THE PROBLEM
Pick out each line below that contains the word "shallow" and copy it.

(Dataset rows showing where objects appear)
--- start ---

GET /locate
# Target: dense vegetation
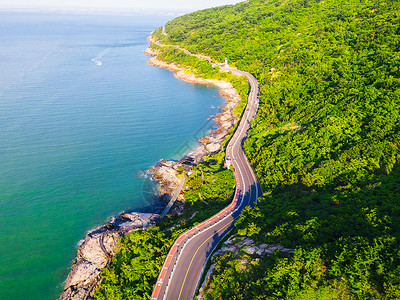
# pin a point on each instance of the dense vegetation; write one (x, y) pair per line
(325, 144)
(134, 271)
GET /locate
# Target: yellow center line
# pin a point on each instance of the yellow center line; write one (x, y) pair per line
(187, 272)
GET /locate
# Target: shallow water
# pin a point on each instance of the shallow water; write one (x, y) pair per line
(81, 114)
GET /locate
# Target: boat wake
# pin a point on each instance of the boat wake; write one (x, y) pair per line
(97, 59)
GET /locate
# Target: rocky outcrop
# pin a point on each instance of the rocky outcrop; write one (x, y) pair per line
(95, 251)
(99, 245)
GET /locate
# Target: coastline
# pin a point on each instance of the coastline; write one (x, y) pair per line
(99, 244)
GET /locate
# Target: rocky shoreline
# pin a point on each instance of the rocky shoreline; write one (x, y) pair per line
(99, 244)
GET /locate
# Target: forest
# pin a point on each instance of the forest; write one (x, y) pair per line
(324, 145)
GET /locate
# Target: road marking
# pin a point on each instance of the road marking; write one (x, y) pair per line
(187, 272)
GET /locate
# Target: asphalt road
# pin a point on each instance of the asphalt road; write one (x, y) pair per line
(186, 260)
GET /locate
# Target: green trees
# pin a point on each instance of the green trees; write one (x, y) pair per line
(325, 144)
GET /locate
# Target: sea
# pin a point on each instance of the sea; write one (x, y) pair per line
(82, 117)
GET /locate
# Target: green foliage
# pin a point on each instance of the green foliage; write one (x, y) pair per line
(325, 143)
(134, 271)
(325, 146)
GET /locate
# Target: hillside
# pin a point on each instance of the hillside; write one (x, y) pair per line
(325, 144)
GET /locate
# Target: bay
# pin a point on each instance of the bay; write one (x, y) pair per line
(81, 115)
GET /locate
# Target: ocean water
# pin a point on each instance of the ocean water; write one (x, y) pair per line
(81, 114)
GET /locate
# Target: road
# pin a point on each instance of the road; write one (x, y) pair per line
(185, 262)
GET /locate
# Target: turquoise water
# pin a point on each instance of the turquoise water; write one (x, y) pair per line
(81, 113)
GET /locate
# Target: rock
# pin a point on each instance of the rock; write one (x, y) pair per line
(214, 147)
(91, 258)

--- end ---

TASK RESPONSE
# Target: shallow water
# pin a point on each instance of the shallow water; write one (x, y) pair per line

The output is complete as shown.